* PROBLEM *
The reply should contain each record below, returned exactly as given.

* DATA TO USE *
-=-=-=-=-
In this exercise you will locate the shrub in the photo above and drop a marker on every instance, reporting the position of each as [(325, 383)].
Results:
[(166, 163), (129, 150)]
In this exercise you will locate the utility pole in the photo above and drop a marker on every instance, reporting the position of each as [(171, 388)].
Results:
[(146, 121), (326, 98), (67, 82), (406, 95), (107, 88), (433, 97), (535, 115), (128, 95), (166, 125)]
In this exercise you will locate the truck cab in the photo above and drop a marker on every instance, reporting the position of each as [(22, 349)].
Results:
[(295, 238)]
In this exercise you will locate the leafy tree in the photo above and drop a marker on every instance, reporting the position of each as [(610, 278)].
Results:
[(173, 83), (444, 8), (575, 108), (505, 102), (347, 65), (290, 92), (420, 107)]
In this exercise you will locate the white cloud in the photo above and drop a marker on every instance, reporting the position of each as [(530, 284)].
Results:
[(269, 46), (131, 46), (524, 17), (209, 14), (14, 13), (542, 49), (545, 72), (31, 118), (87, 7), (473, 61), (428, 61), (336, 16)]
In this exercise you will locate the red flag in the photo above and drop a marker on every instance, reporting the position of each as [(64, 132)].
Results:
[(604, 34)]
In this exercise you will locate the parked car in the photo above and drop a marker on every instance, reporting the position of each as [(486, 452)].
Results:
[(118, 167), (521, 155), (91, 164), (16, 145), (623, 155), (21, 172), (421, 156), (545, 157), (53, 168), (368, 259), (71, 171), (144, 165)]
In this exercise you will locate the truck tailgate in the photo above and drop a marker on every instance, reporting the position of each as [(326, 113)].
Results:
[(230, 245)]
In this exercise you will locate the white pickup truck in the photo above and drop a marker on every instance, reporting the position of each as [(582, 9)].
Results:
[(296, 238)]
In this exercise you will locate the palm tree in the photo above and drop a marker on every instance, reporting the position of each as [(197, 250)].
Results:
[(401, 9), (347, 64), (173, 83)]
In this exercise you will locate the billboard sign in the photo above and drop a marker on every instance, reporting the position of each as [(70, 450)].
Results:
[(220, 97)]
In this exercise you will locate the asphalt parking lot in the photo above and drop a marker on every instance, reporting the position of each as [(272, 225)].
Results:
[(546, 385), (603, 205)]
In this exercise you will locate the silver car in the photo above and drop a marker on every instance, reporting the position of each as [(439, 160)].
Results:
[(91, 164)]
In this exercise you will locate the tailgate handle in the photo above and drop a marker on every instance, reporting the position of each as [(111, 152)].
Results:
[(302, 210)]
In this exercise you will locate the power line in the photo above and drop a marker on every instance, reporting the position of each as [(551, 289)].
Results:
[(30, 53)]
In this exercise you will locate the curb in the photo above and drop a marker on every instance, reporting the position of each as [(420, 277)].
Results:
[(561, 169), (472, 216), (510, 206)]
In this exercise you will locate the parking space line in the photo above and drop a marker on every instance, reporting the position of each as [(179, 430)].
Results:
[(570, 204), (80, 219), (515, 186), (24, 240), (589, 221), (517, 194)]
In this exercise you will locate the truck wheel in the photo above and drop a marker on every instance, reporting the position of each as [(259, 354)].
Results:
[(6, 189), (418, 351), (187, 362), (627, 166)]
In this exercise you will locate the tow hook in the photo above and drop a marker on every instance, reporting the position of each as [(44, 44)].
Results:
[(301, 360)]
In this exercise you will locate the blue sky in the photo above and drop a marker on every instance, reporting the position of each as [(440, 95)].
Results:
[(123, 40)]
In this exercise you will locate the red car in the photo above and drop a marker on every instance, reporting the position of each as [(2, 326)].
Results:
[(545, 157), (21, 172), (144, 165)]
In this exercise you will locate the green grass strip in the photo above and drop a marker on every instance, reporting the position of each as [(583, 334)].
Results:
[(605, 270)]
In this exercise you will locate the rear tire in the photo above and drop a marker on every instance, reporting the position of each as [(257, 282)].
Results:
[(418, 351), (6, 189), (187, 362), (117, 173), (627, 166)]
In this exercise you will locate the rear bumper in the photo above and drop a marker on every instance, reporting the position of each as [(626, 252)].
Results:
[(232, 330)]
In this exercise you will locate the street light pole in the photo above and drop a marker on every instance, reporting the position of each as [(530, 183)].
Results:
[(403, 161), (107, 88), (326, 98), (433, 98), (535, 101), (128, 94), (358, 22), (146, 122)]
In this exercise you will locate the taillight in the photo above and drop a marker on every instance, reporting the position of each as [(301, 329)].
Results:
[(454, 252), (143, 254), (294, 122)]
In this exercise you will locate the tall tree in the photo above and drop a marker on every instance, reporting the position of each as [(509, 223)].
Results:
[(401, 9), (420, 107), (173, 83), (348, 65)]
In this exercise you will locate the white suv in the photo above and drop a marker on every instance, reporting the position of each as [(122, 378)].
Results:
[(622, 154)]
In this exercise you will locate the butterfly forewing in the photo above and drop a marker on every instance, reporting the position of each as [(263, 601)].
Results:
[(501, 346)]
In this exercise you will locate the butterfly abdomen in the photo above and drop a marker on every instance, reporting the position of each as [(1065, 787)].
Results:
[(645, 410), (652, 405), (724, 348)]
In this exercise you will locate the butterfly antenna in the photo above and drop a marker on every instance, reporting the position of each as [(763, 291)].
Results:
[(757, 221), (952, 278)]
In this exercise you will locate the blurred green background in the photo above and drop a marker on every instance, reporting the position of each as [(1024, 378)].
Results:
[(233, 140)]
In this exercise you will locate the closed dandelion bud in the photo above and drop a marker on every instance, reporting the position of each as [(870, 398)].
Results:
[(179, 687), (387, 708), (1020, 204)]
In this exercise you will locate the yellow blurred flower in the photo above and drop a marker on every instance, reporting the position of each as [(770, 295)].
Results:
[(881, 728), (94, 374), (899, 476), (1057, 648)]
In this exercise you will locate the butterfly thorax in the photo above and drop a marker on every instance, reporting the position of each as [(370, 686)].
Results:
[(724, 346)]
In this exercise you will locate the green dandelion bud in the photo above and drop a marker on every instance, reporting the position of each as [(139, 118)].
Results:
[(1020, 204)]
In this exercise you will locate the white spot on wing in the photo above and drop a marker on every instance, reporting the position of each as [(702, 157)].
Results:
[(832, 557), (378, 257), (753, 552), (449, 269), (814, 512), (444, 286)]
-=-=-=-=-
* RESPONSE *
In this exercise you will locate the shrub in the photo above and drop a marker on every instance, reporting the position of each as [(325, 383)].
Results:
[(166, 163), (129, 150)]
In this exercise you will locate the utility pole in the photo above and drop a marker on every instance, reporting the position of each as [(171, 388)].
Results:
[(146, 121), (326, 98), (67, 82), (406, 95), (107, 88), (433, 97), (535, 115), (128, 95), (166, 125)]
In this exercise you will locate the truck cab in the photo above and drop a marker on every instance, reporting the position of each as [(22, 349)].
Results:
[(295, 238)]
In this exercise you will locate the leafy tree in the photo above and drop a marker on every instance, reporting the position of each as [(610, 278)].
Results:
[(173, 83), (444, 8), (575, 108), (505, 102), (347, 65), (290, 92), (420, 107)]
In this exercise you will locate the white cloud in the photo above and drop a marker on every instance, reporting the position of each as [(530, 284)].
Results:
[(269, 46), (131, 46), (524, 17), (209, 14), (14, 13), (542, 49), (545, 72), (31, 118), (87, 7), (473, 61), (428, 61), (336, 16)]
In this exercise you will locate the red flag in the photo above and drop a marker on every instance, reporting the position of each as [(64, 132)].
Results:
[(604, 34)]
In this exercise you will locate the parked car in the photo above and drop a marker on every instance, reporting the position of each as [(486, 452)].
Results:
[(118, 167), (521, 155), (91, 164), (16, 145), (623, 155), (21, 172), (421, 156), (545, 157), (53, 168), (368, 259), (71, 171), (144, 165)]
In this exercise you will locate the truck tailgate in the photo above and drop a marker on every instance, reporting the position of each as [(326, 113)].
Results:
[(230, 245)]
In this exercise you will locate the white pickup truck in the photo above and drop a marker on every instance, reporting the position of each as [(582, 9)].
Results:
[(296, 238)]
In this exercise you will locate the palm tree in the photo above and drop a marker on every instance, reporting the position of each as [(197, 250)].
Results:
[(401, 9), (347, 64), (173, 83)]
In this exercise you will locate the billboard sign in the photo above and drop a marker on every instance, reporting the position of each as [(70, 450)].
Results:
[(220, 97)]
In this exercise you will locate the asphalt parking lot in the photo above and drop a marker on every instance, reporting the position of each as [(272, 225)].
Results:
[(546, 385), (603, 205)]
In this exercise you will locate the silver car in the photo above and drop a marker on every instance, reporting the position of each as [(439, 160)].
Results:
[(91, 164)]
In this exercise you will locate the tailgate handle in the photo above and drop a marker on every instance, reporting the position of each as [(111, 152)].
Results:
[(302, 210)]
In this exercise you will locate the power line in the photo above and drop a marker on every instance, reporting the position of each as [(551, 289)].
Results:
[(30, 53)]
In this exercise you will locate the curb in the photo above and drop a marker on every instance, reporting the position of each as [(420, 277)].
Results:
[(561, 169), (472, 216), (510, 206)]
In this exercise you will locate the parking space line in the photo above and drop a marker on every instance, reporting the position of each as [(179, 430)].
Results:
[(570, 204), (80, 219), (515, 186), (24, 240), (589, 221), (517, 194)]
In this exercise you will locate the truck wheel in the photo above and drop a marker on every instance, reporting the position of each as [(259, 354)].
Results:
[(6, 189), (418, 351), (187, 362), (627, 166)]
In this exercise you will locate the tow hook in the photo above and drop a marker on every instance, reporting the position of each as [(44, 44)].
Results:
[(301, 360)]
In this exercise you will locate the blue sky in the photo above and drop a marker on every instance, reporting the position of each as [(440, 95)].
Results:
[(123, 40)]
In this exercise you will locate the red car in the photo above and drop a marker on every instance, reporting the position of each as [(2, 326)].
Results:
[(545, 157), (21, 172), (144, 165)]
In this exercise you will locate the green grass strip in the photo above and drop a marker on every instance, reporting the position of each as [(583, 334)].
Results:
[(605, 270)]
In this exercise you will locate the rear tire in the photo above and drop a marker on every instance, reporting the position of each as [(257, 282)].
Results:
[(418, 351), (6, 189), (187, 362), (117, 173), (627, 166)]
In this exercise you will locate the rear bumper in the photo above and drop a marker on every instance, reporting the position of each as [(626, 252)].
Results:
[(232, 330)]
In this exercise you will locate the street light pole in the photo above and drop a marker on every instance, reporting the position of each as [(530, 183)].
Results:
[(403, 161), (107, 88), (326, 98), (433, 98), (535, 101), (128, 94), (358, 22), (146, 122)]
In this exercise you will locate the taillight in the photo above and drop a marker on every instance, reporting the position of each as [(301, 329)].
Results:
[(454, 252), (143, 254), (294, 122)]
In this exercise you will locate the tall tree in the photo above and drop a marker on every instance, reporting the position of each as [(509, 223)].
Results:
[(401, 9), (420, 107), (173, 83), (348, 65)]
In this exercise you will locate the white suv in the photo above and drop a marker on every instance, reporting the position of each as [(122, 378)].
Results:
[(622, 154)]
In this exercise you will locate the butterfly forewing in the photo above and drop a marker on every instance, reporting the position of each as [(263, 601)].
Results:
[(501, 346)]
In this exercise you will locate the butterfly abdomen in the photo above and drop a marker on every instance, reporting the position of each as [(1065, 787)].
Results:
[(645, 410), (652, 405), (724, 348)]
In this exercise you will locate the butterfly antenna in the photo above and drop a marker on every instance, reporting the position of each as [(763, 291)].
Results:
[(757, 221), (952, 278)]
In this exercise you will locate the blurred green background in the photo above and drop a marker on every instance, reporting the position of each as [(1024, 378)].
Results:
[(233, 140)]
In this exercise you will locate the closed dandelion bud in the photo above and drop a marker on every instance, reporting the position of each as [(870, 398)].
Results:
[(179, 687), (387, 708), (1020, 204)]
In this exercise you will locate the yellow blurred flower in the photo above and drop a marker on every instance, reporting the position of each as [(770, 295)].
Results:
[(881, 728), (94, 374), (899, 476), (1057, 648)]
In this exercise you will locate the butterfly thorax in the photo above and drop a marker on every instance, reporting the position of each as [(370, 686)].
Results:
[(724, 346)]
In this exercise you will locate the green dandelion bud in the photo above and drop a marker on every instance, reporting the position of each as [(139, 118)].
Results:
[(1020, 204)]
In this exercise you will locate the white spot on wing in the photo above and drop a marker on every instance, reporting the position of each as [(702, 157)].
Results:
[(832, 557), (378, 257), (753, 552), (449, 269), (814, 512), (444, 286)]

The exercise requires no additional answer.